### KUTIPAN PILIHAN

┏━━

Disinilah biasanya dilibatkan beberapa orang yang kurang mampu untuk
membantu proses menyiangi hewan yang sudah dipotong, jasa mereka akan
diganjar dengan satu atau dua tumpuk daging, lantas mereka pun dengan
kepala tegak membawa pulang bahan untuk makan raya bersama keluarga;
menyambut bulan puasa.
Sebelum tengah hari daging sudah
harus sampai di rumah, kemudian giliran kaum ibu memotong-motongnya
menjadi lebih kecil, memisahkan bagian tertentu untuk jenis masakan
tertentu. Ada rendang merah dan putih, asam pedas (masam keu’eung), daging rebus cuka (sie reubôh)
dan lain-lain. Jauh-jauh hari para ibu telah mempersiapkan sejumlah
rempah khusus seperti tumbukan kelapa gonseng yang diambil minyak
gurihnya, lada hitam dan putih, merica, kayu manis, cabai merah dan pala
yang telah dijemur matahari untuk menjadi pelengkap ragam bumbu segar
lainnya. Khusus untuk daging rebus cuka atau sie reubôh hanya
dikenal di sebagian kawasan Aceh Besar. Ide untuk membuat masakan
semacam ini bisa jadi karena ada stok daging yang berlebihan untuk
dimakan dalam waktu yang singkat, mungkin juga dipengaruhi oleh kondisi
Aceh yang senantiasa dilanda perang sehingga terciptalah jenis masakan
yang praktis dan bisa bertahan lama untuk disumbangkan kepada para
gerilyawan. Dalam kaitan dengan Meugang, jenis masakan sie reubôh
ini juga menakjubkan karena bisa bertahan hingga akhir bulan puasa.
Paduan cuka, bawang putih, kunyit dan cabe kering serta pengentalan yang
disebabkan oleh lepasnya lemak daging membuat masakan ini menjadi juara
awet. Hanya tinggal dipanaskan saat ingin dimakan. Praktis untuk lauk
nasi sahur dan dipadu dengan sayur bening labu. Semakin lama diperam,
semakin dalam resapan bumbunya, semakin sedaplah rasanya. Tapi sie reubôh bukanlah
makanan favorit di hari Meugang, karena ia memang disiapkan untuk
dimakan pada hari-hari pertengahan bulan puasa nantinya.

┗━━

### TUJUAN
a: Menurut teks tentang Meugang, sampai kapan sie reubôh bisa bertahan?
b: Perbarui teks tentang Meugang dari "Sebelum tengah hari" sampai "cuka (sie reubôh)", dengan "kaum ibu" diganti "kaum perempuan".

### CUPLIKAN DATA
┏━━

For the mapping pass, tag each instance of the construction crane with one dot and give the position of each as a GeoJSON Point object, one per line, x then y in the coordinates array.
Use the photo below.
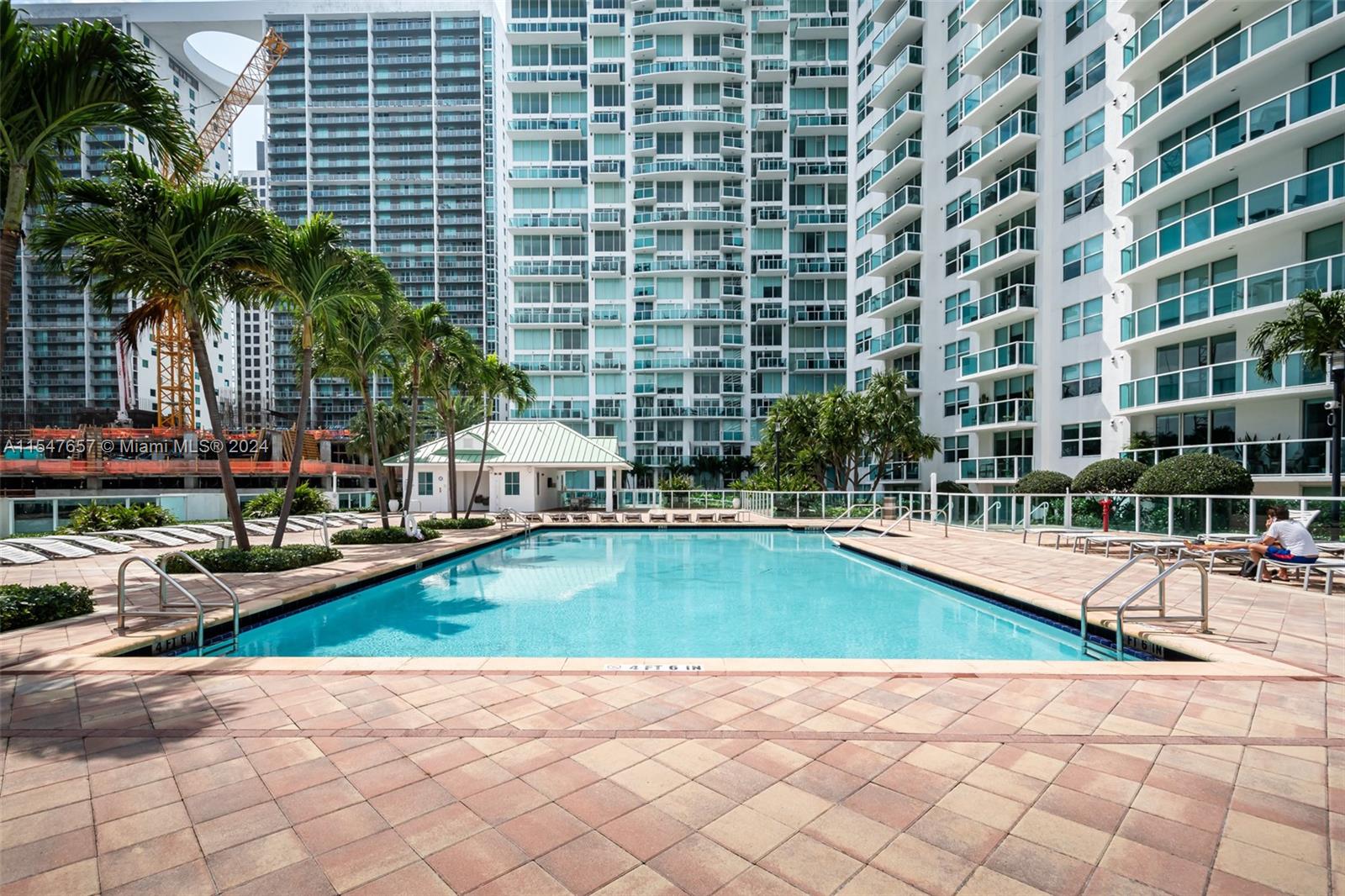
{"type": "Point", "coordinates": [177, 366]}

┗━━

### JAWABAN
a: Sie reubôh bisa bertahan hingga akhir bulan puasa.

b:
Sebelum tengah hari daging sudah
harus sampai di rumah, kemudian giliran kaum perempuan memotong-motongnya
menjadi lebih kecil, memisahkan bagian tertentu untuk jenis masakan
tertentu. Ada rendang merah dan putih, asam pedas (masam keu’eung), daging rebus cuka (sie reubôh)